[Reading text Boundary: Start]

The case of the Palestinian Arabs whose national consciousness is less than a century old (as against more than 2,500 years of Jewish peoplehood) is an even more glaring example of the inverted world that Sand – like so many “post-Zionists” – appears to inhabit. This was, of course, no barrier to Sand’s book achieving constant exposure, publicity and even best-seller status in France, Israel and a few other countries. The market for negating Israel’s rights and moral or historical legitimacy is, after all, continually expanding.
Almost anyone who steps forward today to suggest that the Israeli nation is a fiction or a Zionist fabrication is likely to receive a sympathetic hearing. Israelis (especially academics) who do so are particularly lionized in the wider world – rapidly acquiring celebrity status, and praised to the skies as brave dissidents. Sand’s work clearly fits this Zeitgeist in which delegitimization of Israel is rampant. To go against this current is what requires real courage.
Sand’s book, it should be said, sold well and was widely discussed in the same “Jewish State” whose moral or historical rights he seeks to demolish. A proof perhaps that there is more liberalism and tolerance in the so-called Israel “ethnocracy” than in many Western democracies.

[Reading text Boundary: End]

Task objective: Please revise the passage of the text about Sand's book starting at "Almost anyone who" and ending at "requires real courage.", putting "celebrated" in place of "lionized", and write out the result.

[Records Boundary: Start]

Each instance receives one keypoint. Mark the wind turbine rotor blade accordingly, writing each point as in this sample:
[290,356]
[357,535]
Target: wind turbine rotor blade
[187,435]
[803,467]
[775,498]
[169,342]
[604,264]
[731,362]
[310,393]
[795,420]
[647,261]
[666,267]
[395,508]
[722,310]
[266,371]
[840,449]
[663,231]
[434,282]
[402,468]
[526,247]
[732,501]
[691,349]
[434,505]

[Records Boundary: End]

Answer for this exercise:
Almost anyone who steps forward today to suggest that the Israeli nation is a fiction or a Zionist fabrication is likely to receive a sympathetic hearing. Israelis (especially academics) who do so are particularly celebrated in the wider world – rapidly acquiring celebrity status, and praised to the skies as brave dissidents. Sand’s work clearly fits this Zeitgeist in which delegitimization of Israel is rampant. To go against this current is what requires real courage.